Quoted passage:
━━━━━━━━

Although there are three distinct Fe-S assembly systems in bacteria (4), no equivalent of the nif or isc operon has been found in the S. avermitilis genome. A BLAST search identified a gene locus (SAV6324 to SAV6331) with sequence similarity to the suf operon in bacteria (Fig. 1A, Fig. S1A in the supplemental material). SAV6325 to SAV6330 are predicted to encode SufB, SufD, a putative ferredoxin subunit of phenylpropionate dioxygenase (Hcac1), SufC, SufS, and SufU (a NifU-like protein), respectively. The last gene of the locus (SAV6331) has no homology with any of the suf genes. Neither sufA nor sufE homolog genes were found in the S. avermitilis genome. It seems that the sufB, sufC, sufD, and sufS genes are highly conserved in suf operons. SufS is a cysteine desulfurase that mobilizes sulfur from free l-cysteine for Fe-S cluster biogenesis (29). SufC has ATPase activity and forms a tight complex with SufB and SufD. The SufBCD complex acts as a scaffold for the assembly and transfer of transient clusters to target proteins (30). S. avermitilis SufB, SufD, SufC, and SufS share 82%, 58%, 77%, and 52% identity with the M. tuberculosis orthologs, and 41%, 22%, 51%, and 26% identity with the E. coli orthologs, respectively. The suf operon is exceptionally conserved in all Streptomyces genomes sequenced to date, suggesting that Streptomyces species possess a functional Suf system as the sole system for Fe-S cluster assembly.

FIG 1 — Identification of a putative Fe-S cluster assembly regulator in *S. avermitilis*. (A) Gene organization of the *suf* operons from different bacterial species (*Escherichia coli*, *Bacillus subtilis*, *Synechocystis* PCC 6083, *Mycobacterium tuberculosis*, and *Streptomyces avermitilis*). The genes with conserved functions are indicated with the same color. (B) Multiple sequence alignment of SufR homologs. Strictly conserved amino acids are highlighted in navy blue; underline, the HTH DNA-binding domain; *, conserved cysteine.

━━━━━━━━

Excerpted data:
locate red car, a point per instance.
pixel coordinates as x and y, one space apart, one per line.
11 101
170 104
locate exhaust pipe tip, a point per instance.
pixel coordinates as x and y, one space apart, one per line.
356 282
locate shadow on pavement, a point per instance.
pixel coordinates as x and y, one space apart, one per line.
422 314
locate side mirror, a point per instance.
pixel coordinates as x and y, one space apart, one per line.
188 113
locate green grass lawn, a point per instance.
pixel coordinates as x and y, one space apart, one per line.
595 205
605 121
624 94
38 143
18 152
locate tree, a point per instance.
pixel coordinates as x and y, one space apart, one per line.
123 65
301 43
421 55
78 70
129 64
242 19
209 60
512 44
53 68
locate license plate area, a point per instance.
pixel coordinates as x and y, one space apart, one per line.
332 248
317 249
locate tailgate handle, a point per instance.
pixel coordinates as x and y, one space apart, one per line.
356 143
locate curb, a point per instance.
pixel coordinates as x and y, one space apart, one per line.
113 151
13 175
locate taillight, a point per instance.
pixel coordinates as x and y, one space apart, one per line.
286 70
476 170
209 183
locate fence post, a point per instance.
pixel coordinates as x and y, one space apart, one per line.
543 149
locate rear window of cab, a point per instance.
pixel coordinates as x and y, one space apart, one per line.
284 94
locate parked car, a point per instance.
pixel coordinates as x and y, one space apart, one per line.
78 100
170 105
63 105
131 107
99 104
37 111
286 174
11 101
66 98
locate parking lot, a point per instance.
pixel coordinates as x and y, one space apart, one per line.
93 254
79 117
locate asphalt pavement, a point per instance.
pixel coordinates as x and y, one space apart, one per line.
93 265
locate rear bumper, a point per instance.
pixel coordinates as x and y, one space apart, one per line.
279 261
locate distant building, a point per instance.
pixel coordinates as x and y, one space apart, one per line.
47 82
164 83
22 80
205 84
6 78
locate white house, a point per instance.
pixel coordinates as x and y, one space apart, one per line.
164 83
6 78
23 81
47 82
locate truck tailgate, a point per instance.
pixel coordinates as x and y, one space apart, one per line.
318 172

━━━━━━━━

Task brief: According to the suf operon passage, what is SufS, and what does it mobilize sulfur from? Please draw only on the suf operon passage, not on the material.

Written solution: SufS is a cysteine desulfurase that mobilizes sulfur from free l-cysteine.